### Set task
Reproduce every line of the records, starting with the line that contains "Look at the photo above. For every instance of the boat" and going on through the line that contains "x=497, y=105". Shift each answer coordinate by -57 and keep all other lines as they are.

### Dataset
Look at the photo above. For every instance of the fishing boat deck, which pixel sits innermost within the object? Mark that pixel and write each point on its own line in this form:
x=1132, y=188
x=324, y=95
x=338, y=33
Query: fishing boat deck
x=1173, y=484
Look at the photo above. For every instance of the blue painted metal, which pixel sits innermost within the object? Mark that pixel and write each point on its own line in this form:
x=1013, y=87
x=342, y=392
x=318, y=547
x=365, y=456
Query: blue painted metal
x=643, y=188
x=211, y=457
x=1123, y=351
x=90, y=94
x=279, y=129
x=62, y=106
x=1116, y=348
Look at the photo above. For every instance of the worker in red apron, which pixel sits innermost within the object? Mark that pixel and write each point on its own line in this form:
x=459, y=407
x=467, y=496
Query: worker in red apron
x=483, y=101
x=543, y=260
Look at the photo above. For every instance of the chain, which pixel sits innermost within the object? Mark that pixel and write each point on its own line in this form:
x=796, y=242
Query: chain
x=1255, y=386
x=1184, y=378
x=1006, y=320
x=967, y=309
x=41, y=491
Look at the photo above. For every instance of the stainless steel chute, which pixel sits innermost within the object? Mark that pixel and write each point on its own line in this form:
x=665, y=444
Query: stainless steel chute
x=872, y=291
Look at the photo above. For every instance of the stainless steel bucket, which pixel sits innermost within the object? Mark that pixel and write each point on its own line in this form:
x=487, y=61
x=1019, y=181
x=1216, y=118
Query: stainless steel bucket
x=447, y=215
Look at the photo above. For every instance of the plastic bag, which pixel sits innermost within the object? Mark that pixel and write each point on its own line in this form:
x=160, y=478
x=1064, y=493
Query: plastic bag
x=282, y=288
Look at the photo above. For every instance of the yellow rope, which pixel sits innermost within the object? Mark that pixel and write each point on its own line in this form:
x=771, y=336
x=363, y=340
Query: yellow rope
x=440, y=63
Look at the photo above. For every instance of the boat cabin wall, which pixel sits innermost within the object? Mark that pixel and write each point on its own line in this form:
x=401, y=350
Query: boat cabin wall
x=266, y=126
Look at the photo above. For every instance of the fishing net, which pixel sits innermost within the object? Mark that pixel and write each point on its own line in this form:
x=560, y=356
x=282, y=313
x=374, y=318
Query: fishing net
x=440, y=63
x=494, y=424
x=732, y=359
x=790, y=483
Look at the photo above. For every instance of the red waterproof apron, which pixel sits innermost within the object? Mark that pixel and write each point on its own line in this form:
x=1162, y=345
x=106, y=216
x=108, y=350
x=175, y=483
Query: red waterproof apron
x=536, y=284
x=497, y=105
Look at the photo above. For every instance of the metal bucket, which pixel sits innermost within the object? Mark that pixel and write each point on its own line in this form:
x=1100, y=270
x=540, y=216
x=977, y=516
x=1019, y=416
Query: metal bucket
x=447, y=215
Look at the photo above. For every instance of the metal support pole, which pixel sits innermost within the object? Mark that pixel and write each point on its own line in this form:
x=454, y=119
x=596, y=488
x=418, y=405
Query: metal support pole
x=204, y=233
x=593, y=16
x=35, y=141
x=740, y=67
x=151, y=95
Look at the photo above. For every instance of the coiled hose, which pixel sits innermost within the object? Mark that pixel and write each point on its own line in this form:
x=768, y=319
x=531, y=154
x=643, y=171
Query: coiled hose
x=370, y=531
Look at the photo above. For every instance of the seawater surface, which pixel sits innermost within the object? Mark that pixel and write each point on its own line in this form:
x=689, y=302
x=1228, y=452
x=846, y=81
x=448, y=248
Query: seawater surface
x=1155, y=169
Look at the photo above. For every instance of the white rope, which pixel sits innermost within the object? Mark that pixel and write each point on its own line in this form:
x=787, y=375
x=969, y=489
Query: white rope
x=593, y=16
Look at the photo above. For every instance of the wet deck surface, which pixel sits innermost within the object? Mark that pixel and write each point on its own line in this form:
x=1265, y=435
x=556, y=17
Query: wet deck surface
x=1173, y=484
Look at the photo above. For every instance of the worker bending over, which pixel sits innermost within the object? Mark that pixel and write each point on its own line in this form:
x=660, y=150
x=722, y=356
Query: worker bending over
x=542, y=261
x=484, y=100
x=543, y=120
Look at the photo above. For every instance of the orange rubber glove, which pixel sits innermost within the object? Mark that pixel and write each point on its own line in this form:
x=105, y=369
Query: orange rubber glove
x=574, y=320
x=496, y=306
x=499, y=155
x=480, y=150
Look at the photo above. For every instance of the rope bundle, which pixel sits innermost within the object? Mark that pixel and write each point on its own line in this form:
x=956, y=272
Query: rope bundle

### Response to the task
Look at the photo above. For every instance of the boat cabin wall, which pixel sits innermost within the object? Mark that pixel and write each point on its own line in this form:
x=401, y=350
Query: boat cabin wall
x=209, y=69
Look at the photo above. For every instance of the fishing net, which pixel sits innermost within the object? Mark that pixel and write each point on its own line in this form:
x=560, y=356
x=282, y=313
x=374, y=318
Query: fishing net
x=383, y=6
x=437, y=367
x=675, y=302
x=733, y=426
Look at the photo above. For every instance of the red waterproof apron, which pixel sits innermost within the object? Mark that pixel and write each point on its own line in this form:
x=1162, y=345
x=106, y=216
x=108, y=350
x=175, y=483
Query: red waterproof apron
x=479, y=227
x=440, y=48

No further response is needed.